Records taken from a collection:
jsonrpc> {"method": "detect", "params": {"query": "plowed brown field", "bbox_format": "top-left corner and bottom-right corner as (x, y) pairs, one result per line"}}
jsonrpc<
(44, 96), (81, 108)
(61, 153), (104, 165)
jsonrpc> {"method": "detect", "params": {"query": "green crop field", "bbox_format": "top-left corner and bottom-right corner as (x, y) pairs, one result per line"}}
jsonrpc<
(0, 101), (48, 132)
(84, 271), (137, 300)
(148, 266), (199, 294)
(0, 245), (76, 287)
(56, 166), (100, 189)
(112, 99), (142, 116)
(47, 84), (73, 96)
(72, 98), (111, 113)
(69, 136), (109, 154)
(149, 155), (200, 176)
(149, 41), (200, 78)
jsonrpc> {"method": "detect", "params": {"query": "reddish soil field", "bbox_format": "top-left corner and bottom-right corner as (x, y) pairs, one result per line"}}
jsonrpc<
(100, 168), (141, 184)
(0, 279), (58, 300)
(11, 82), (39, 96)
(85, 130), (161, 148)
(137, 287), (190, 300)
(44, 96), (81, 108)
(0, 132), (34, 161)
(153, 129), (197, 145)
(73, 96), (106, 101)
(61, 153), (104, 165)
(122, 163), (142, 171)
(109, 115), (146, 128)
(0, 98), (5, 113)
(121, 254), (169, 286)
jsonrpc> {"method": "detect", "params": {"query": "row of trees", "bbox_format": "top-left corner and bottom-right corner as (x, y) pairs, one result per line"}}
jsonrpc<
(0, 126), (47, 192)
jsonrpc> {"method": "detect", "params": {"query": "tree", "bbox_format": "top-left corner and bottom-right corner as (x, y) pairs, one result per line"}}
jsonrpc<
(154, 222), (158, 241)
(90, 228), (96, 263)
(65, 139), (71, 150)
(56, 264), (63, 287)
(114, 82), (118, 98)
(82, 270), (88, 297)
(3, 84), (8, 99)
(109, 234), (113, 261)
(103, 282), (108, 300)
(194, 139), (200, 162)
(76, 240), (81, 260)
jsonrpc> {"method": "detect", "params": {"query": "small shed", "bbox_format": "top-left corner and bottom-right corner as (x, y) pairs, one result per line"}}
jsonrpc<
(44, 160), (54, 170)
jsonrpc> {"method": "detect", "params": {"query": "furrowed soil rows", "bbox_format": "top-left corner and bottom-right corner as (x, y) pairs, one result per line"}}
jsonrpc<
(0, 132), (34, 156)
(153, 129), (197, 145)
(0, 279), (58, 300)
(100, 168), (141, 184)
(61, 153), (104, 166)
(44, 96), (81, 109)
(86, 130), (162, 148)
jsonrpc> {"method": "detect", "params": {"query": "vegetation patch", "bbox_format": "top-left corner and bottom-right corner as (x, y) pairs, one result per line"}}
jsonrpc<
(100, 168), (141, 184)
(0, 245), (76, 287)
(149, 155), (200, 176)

- BRIEF -
Rewrite the data from its first line through the line with "(149, 41), (200, 78)", keeping every line in that span. Increase each bounding-box coordinate in the answers by 36.

- EXPECTED OUTPUT -
jsonrpc> {"method": "detect", "params": {"query": "plowed brown field", "bbox_format": "top-left corner and bottom-right corner as (x, y) pairs, one result per line"}}
jsonrpc<
(80, 132), (117, 144)
(97, 189), (140, 201)
jsonrpc> {"method": "detect", "params": {"query": "green crop field", "bbox_format": "top-left corner and bottom-right corner as (x, y) pairs, one result per line"}}
jsonrpc<
(36, 137), (84, 168)
(120, 307), (173, 336)
(184, 302), (235, 330)
(36, 281), (112, 323)
(92, 202), (136, 225)
(148, 135), (178, 152)
(83, 120), (109, 132)
(108, 134), (147, 149)
(105, 172), (145, 190)
(185, 191), (236, 212)
(185, 77), (236, 114)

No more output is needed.